# What to produce:
Filter the data for lines with the word "napkin" and copy those lines.

Collected data entries
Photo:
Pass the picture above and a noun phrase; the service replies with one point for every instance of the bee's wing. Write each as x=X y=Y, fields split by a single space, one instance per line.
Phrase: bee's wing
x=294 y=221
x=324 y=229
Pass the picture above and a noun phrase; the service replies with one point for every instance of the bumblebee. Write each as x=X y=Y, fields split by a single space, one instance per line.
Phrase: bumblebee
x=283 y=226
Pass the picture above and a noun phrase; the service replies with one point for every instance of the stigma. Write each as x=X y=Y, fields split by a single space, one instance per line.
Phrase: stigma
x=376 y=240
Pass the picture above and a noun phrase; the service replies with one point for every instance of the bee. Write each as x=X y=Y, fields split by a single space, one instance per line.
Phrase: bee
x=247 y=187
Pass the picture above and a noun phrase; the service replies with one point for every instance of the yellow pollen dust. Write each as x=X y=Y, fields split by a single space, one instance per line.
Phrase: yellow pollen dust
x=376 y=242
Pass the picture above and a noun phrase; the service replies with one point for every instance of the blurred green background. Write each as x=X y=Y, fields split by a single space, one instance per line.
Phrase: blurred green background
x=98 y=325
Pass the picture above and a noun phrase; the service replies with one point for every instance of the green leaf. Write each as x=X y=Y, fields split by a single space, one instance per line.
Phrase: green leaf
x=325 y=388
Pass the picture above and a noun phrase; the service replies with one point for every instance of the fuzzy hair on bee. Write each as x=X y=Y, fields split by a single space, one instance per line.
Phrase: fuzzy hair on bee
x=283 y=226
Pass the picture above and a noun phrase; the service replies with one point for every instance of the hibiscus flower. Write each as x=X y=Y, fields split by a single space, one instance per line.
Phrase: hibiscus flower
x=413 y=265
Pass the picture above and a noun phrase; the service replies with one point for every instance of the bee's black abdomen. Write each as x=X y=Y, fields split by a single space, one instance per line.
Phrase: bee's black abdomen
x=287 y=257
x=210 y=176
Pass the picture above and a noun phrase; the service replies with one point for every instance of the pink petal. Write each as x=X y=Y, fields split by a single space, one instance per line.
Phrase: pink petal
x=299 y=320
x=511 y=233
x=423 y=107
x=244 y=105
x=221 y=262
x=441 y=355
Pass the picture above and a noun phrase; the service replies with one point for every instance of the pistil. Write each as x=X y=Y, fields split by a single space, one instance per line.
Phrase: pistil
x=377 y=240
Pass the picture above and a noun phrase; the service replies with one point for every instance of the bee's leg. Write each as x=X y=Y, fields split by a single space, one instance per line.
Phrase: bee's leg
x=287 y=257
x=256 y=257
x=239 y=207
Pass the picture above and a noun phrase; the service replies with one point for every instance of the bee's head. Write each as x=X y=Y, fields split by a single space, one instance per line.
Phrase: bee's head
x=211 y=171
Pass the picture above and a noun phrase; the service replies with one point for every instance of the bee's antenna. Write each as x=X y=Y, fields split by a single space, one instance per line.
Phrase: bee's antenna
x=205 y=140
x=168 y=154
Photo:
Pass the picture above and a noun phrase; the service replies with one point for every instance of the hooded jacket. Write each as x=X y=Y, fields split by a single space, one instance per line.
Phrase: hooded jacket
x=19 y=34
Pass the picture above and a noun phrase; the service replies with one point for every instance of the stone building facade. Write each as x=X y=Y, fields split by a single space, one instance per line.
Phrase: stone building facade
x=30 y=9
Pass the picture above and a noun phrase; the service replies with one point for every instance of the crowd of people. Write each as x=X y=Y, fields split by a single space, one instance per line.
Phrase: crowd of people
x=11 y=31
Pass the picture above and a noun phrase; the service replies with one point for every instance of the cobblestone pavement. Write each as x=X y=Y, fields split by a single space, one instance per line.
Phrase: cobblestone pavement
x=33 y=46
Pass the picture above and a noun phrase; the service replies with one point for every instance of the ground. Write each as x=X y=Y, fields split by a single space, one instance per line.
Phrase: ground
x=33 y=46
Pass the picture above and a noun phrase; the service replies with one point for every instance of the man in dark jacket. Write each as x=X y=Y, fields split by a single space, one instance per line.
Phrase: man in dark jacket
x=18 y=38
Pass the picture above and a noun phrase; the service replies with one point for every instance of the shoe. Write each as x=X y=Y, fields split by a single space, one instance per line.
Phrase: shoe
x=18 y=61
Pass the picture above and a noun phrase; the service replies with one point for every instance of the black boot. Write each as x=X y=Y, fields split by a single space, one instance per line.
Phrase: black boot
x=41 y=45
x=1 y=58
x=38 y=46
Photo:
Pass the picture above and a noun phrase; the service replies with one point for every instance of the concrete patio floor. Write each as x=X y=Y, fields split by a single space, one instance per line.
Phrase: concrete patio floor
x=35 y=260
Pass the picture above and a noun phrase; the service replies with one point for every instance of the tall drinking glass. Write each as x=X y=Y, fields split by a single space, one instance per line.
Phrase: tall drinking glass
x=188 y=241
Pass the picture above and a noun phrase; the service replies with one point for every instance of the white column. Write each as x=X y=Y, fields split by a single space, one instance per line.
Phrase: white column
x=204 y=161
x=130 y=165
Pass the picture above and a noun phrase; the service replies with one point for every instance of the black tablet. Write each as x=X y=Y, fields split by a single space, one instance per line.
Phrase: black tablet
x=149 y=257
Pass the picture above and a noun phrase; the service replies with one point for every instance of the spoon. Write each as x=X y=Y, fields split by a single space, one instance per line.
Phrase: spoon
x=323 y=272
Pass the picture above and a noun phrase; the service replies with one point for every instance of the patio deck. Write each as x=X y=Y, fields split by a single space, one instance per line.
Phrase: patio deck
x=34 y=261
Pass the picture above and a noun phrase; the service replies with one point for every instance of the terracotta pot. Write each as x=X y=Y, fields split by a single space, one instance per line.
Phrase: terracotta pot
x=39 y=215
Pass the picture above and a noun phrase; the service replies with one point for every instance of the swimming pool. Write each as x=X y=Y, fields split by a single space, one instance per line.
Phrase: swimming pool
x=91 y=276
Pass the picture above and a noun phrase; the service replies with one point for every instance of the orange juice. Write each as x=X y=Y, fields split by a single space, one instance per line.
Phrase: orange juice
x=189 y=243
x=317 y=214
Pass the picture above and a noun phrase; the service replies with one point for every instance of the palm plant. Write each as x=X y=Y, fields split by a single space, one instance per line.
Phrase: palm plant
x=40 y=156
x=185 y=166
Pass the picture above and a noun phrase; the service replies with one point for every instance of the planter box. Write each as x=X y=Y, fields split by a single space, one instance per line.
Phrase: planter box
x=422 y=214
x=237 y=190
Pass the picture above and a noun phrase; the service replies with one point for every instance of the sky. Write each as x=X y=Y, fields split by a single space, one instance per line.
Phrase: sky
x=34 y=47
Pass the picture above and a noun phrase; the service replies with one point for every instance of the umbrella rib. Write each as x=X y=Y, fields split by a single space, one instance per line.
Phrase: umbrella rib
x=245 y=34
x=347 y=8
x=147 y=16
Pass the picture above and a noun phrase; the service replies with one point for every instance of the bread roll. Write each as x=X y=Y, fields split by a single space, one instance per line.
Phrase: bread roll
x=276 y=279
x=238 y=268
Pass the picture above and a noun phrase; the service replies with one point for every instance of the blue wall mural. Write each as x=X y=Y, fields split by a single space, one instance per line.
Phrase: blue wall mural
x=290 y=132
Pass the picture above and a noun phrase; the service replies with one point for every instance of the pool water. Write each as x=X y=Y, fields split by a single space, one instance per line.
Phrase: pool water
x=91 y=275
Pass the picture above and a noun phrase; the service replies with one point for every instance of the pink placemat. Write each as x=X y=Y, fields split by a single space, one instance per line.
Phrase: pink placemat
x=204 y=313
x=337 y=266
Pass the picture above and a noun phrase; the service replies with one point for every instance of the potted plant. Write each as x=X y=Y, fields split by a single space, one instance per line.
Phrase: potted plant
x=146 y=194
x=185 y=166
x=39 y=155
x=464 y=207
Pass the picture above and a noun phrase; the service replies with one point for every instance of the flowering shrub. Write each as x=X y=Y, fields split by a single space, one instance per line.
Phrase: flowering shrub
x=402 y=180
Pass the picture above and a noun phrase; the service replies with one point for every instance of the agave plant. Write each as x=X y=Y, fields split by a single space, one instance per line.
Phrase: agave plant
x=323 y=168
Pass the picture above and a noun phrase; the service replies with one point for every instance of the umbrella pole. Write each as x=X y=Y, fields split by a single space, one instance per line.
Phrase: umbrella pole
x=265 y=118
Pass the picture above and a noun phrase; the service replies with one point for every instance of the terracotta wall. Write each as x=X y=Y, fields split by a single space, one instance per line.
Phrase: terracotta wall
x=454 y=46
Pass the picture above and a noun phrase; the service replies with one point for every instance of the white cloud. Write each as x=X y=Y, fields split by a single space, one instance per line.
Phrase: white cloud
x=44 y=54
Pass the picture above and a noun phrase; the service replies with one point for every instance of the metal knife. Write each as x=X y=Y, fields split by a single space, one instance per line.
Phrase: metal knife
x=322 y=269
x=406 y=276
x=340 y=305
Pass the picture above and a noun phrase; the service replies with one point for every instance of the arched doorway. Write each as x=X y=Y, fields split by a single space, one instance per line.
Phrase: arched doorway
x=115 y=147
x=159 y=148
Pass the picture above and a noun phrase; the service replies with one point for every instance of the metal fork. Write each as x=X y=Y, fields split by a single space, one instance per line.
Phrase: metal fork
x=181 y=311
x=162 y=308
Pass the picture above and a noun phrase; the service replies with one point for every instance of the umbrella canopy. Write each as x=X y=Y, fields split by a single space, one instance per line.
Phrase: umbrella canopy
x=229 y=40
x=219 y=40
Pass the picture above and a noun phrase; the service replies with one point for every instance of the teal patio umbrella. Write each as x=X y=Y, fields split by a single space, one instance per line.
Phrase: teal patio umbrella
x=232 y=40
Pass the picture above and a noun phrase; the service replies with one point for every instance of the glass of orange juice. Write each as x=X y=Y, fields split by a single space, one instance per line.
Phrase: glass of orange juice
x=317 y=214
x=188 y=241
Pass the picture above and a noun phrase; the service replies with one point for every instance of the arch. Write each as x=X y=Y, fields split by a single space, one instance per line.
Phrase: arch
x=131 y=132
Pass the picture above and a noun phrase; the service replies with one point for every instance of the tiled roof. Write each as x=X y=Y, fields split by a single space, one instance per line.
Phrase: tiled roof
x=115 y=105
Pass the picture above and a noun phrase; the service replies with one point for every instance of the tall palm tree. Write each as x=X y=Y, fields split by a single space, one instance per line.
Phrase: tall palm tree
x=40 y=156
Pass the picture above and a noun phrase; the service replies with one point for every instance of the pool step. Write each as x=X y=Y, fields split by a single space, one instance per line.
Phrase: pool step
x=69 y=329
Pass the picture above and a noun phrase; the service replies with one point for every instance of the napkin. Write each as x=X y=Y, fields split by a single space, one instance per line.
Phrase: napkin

# Result of the task:
Pass the picture above and a noun phrase; the service replies with one point for every instance of the napkin. Write each as x=X y=Y, fields split by a single space, one instance per line.
Phrase: napkin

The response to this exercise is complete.